>> begin

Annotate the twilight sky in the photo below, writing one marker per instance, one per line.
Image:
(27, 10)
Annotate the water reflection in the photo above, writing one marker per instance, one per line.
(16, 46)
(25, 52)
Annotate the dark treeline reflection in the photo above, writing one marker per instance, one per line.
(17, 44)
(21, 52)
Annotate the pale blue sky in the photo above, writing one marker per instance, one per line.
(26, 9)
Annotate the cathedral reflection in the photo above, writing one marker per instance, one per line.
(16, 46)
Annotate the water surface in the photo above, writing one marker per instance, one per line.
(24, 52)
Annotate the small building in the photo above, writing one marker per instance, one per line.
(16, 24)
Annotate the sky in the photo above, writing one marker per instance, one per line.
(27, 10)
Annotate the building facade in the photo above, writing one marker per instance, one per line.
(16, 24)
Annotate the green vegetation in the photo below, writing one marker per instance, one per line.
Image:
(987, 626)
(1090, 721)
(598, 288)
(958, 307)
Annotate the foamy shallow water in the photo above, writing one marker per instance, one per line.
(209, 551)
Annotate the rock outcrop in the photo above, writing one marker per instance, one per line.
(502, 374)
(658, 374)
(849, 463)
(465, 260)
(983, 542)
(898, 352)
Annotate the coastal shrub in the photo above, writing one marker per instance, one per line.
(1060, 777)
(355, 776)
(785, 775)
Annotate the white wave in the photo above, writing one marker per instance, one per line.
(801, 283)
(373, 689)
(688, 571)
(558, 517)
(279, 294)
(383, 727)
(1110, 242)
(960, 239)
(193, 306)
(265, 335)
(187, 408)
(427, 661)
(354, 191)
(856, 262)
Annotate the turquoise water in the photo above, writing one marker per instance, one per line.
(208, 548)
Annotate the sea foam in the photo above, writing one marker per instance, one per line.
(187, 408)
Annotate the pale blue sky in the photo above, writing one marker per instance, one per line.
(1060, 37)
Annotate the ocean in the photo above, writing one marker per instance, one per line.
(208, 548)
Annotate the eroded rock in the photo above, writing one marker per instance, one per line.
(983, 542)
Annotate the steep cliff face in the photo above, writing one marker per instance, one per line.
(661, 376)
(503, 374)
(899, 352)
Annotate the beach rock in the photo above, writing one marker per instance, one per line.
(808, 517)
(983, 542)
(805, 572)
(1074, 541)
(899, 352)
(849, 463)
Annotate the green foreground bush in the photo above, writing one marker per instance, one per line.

>> end

| GIVEN EXERCISE |
Arrange the lines above into a Markdown table with two columns, Row and Line text. Number each row and leave out any blank lines.

| RESULT BELOW |
| Row | Line text |
|---|---|
| 1 | Annotate the twilight sky in the photo below, writing one marker per instance, one per line. |
| 2 | Image: |
| 3 | (27, 10) |
| 4 | Annotate the water reflection in the photo above, writing one marker per instance, one per line. |
| 5 | (16, 46) |
| 6 | (25, 52) |
| 7 | Annotate the dark treeline reflection in the photo above, writing one marker per instance, one per line. |
| 8 | (17, 44) |
| 9 | (21, 52) |
| 10 | Annotate the pale blue sky in the photo above, writing one marker per instance, one per line. |
| 11 | (26, 9) |
| 12 | Annotate the cathedral reflection in the photo above, writing one marker per instance, one per line. |
| 13 | (16, 46) |
| 14 | Annotate the water surface in the photo above, writing one marker per instance, one per line. |
| 15 | (24, 52) |
| 16 | Annotate the small building in the photo above, writing one marker per instance, one per line. |
| 17 | (16, 24) |
| 18 | Annotate the sky in the photo above, writing one marker per instance, one per line. |
| 19 | (27, 10) |
| 20 | Annotate the building facade in the photo above, writing one marker per instance, one per line. |
| 21 | (16, 24) |
| 22 | Annotate the green vegetation in the photo below, writing one marker per instance, one per line. |
| 23 | Image: |
| 24 | (987, 626) |
| 25 | (1090, 721) |
| 26 | (598, 288) |
| 27 | (958, 307) |
| 28 | Annotate the foamy shallow water in the photo above, writing one marker per instance, one per line. |
| 29 | (209, 551) |
| 30 | Annotate the rock outcrop in the photo above, writing one marker per instance, one per line. |
| 31 | (502, 374) |
| 32 | (658, 374) |
| 33 | (849, 463) |
| 34 | (465, 260) |
| 35 | (983, 542) |
| 36 | (898, 352) |
| 37 | Annotate the coastal shrub in the photo above, writing one marker per instance, one per line. |
| 38 | (1060, 777) |
| 39 | (355, 776) |
| 40 | (785, 775) |
| 41 | Annotate the white wave in the photo above, writing one marker per instance, one per line. |
| 42 | (801, 283) |
| 43 | (373, 689) |
| 44 | (688, 571) |
| 45 | (558, 517) |
| 46 | (279, 294) |
| 47 | (383, 727) |
| 48 | (1110, 242) |
| 49 | (960, 239) |
| 50 | (193, 306) |
| 51 | (265, 335) |
| 52 | (187, 408) |
| 53 | (427, 661) |
| 54 | (354, 191) |
| 55 | (856, 262) |
| 56 | Annotate the turquoise water in the photo above, writing one marker per instance, one per line. |
| 57 | (208, 548) |
| 58 | Annotate the sea foam in the photo above, writing one marker per instance, one per line. |
| 59 | (187, 408) |
| 60 | Annotate the pale blue sky in the photo above, writing one marker per instance, one per line. |
| 61 | (1060, 37) |
| 62 | Annotate the ocean in the photo above, writing one marker per instance, one per line. |
| 63 | (208, 548) |
| 64 | Annotate the eroded rock in the photo above, writing one marker per instance, one per line. |
| 65 | (983, 542) |
| 66 | Annotate the steep cliff face in the photo above, writing one marker per instance, one per line. |
| 67 | (661, 376) |
| 68 | (503, 374) |
| 69 | (899, 352) |
| 70 | Annotate the beach rock in the photo above, writing one marker per instance, one per line. |
| 71 | (808, 517) |
| 72 | (983, 542) |
| 73 | (805, 572) |
| 74 | (1074, 541) |
| 75 | (899, 352) |
| 76 | (849, 463) |
| 77 | Annotate the green foreground bush in the photo above, writing one marker per instance, one per line. |